Tally the rows below that contain the string "covered", where case counts, and give only the number.

[Labeled point records]
## START

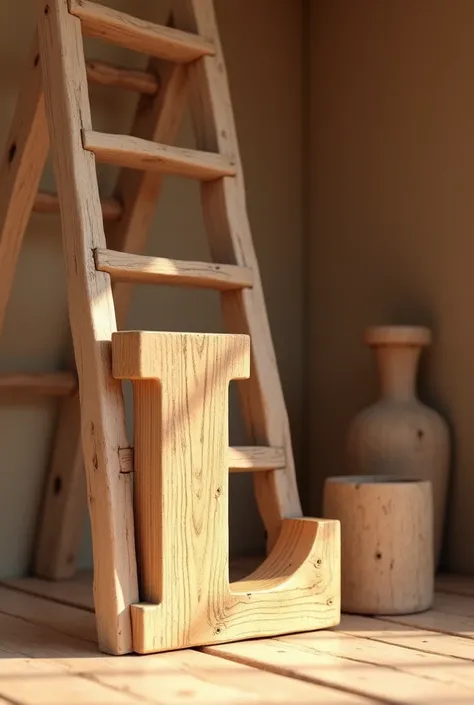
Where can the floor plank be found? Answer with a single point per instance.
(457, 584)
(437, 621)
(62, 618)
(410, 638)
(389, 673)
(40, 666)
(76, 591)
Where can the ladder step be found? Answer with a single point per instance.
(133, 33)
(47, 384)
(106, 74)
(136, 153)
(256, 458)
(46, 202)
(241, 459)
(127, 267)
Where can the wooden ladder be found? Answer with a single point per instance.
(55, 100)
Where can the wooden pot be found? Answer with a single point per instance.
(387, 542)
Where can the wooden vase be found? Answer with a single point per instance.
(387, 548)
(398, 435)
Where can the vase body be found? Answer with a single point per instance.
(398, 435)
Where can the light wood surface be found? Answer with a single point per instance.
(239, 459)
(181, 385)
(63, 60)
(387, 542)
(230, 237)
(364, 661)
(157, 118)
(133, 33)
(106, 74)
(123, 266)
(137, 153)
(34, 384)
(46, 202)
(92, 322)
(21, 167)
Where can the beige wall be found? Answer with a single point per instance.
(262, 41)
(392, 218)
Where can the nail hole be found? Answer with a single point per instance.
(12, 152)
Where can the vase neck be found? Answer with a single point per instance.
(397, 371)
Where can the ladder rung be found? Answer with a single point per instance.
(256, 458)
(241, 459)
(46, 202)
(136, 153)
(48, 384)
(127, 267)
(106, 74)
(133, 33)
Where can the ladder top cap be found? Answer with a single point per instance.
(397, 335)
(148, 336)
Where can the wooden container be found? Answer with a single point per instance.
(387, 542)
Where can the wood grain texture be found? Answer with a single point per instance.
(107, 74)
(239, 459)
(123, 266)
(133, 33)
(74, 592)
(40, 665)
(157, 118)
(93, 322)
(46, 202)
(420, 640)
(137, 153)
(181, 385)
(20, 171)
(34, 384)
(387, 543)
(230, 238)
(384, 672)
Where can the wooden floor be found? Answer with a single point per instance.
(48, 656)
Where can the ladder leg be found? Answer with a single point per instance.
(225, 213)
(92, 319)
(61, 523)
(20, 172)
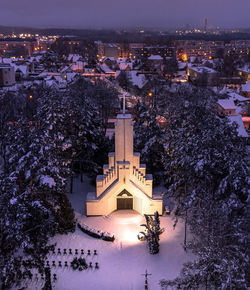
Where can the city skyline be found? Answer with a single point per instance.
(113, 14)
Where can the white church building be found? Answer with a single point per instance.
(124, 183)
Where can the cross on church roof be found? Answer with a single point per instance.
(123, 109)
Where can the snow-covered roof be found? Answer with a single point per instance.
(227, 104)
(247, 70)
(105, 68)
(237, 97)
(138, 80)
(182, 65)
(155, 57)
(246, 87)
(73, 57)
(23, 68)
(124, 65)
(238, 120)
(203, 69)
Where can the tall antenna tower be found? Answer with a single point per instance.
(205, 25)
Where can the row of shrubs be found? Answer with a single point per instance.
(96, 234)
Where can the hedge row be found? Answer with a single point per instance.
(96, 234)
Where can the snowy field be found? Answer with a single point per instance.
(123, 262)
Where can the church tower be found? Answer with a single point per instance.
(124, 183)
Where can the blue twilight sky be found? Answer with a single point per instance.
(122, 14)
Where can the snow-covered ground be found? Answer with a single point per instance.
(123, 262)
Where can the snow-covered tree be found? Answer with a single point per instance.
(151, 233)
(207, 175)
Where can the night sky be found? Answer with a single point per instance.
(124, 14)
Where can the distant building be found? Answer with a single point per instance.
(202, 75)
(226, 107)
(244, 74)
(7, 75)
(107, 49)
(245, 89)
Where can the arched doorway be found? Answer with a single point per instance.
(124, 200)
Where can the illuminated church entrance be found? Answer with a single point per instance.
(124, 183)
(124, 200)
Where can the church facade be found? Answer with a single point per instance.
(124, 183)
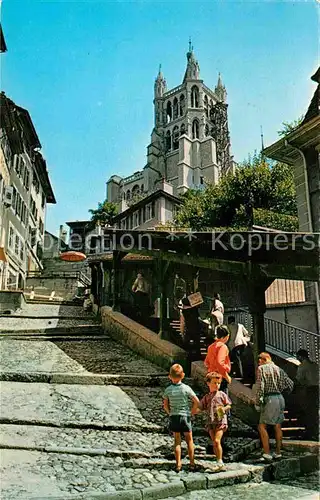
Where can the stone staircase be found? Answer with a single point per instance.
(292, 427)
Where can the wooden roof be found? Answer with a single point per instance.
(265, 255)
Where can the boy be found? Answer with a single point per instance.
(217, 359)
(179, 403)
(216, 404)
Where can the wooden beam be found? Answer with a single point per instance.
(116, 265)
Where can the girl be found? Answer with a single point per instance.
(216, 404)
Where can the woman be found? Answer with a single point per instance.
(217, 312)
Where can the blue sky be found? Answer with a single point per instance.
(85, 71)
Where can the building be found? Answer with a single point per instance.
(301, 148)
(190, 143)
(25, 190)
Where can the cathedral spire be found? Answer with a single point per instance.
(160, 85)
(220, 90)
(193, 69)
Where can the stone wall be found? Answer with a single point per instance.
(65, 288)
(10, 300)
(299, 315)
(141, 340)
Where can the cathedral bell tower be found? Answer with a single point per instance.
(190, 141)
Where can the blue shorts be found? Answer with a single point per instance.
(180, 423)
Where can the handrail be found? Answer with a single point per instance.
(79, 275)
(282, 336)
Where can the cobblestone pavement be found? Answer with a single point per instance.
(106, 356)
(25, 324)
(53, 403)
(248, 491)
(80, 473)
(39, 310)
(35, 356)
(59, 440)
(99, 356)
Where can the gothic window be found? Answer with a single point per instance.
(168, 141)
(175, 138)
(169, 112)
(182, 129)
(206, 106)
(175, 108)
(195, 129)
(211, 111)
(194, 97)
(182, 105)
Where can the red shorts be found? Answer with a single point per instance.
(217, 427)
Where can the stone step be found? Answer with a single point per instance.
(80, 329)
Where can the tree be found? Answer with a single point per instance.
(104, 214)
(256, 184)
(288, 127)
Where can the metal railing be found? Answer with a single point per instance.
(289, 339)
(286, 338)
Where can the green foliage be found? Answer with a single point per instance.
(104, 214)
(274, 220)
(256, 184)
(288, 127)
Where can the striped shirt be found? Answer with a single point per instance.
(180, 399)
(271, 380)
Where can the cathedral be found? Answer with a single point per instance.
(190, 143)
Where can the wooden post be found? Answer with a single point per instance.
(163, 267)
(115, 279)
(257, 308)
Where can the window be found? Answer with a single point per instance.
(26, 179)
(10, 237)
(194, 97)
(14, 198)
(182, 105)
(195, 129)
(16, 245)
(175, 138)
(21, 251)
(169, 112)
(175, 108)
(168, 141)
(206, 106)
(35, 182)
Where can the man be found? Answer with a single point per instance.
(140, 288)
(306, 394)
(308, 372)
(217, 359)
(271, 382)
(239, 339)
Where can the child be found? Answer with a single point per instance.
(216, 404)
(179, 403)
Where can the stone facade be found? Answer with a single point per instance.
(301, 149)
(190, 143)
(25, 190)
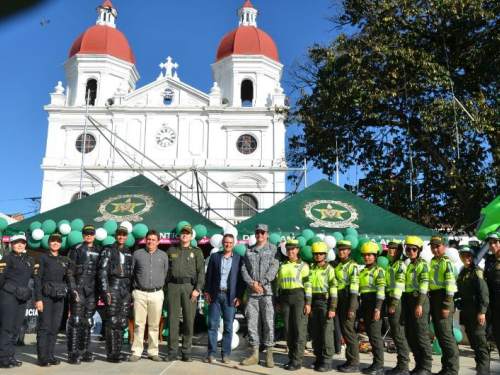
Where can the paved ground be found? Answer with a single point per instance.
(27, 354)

## END
## START

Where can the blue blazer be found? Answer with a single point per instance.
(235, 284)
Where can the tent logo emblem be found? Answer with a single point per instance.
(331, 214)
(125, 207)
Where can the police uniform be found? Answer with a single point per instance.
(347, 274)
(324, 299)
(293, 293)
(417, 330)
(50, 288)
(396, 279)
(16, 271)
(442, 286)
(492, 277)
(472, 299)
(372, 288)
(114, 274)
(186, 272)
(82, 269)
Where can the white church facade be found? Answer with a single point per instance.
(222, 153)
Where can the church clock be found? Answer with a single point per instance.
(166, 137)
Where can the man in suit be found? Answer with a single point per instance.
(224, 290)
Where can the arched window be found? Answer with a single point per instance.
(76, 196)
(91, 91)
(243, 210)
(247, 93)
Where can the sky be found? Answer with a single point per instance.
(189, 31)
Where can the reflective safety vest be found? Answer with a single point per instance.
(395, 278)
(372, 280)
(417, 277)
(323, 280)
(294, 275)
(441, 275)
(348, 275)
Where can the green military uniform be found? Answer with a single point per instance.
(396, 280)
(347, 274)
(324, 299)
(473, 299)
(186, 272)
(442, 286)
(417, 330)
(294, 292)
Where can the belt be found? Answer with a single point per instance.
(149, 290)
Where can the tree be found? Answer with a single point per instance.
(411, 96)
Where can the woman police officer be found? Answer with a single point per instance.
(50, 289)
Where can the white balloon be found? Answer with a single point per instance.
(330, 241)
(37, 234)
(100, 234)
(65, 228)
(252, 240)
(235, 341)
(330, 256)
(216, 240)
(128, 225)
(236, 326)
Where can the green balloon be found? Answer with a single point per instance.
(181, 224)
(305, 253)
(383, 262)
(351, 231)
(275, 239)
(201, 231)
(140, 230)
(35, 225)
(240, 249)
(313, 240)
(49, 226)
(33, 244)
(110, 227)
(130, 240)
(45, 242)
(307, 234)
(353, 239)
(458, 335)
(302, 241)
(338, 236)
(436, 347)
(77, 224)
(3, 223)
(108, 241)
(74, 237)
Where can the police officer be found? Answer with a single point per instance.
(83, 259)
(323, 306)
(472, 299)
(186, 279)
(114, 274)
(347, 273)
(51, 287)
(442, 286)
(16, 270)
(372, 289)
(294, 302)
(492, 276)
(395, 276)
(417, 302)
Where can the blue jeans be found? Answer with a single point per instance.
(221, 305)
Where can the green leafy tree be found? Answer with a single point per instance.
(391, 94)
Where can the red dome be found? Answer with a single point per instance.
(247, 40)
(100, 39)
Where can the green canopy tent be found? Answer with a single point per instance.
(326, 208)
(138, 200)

## END

Task answer: 3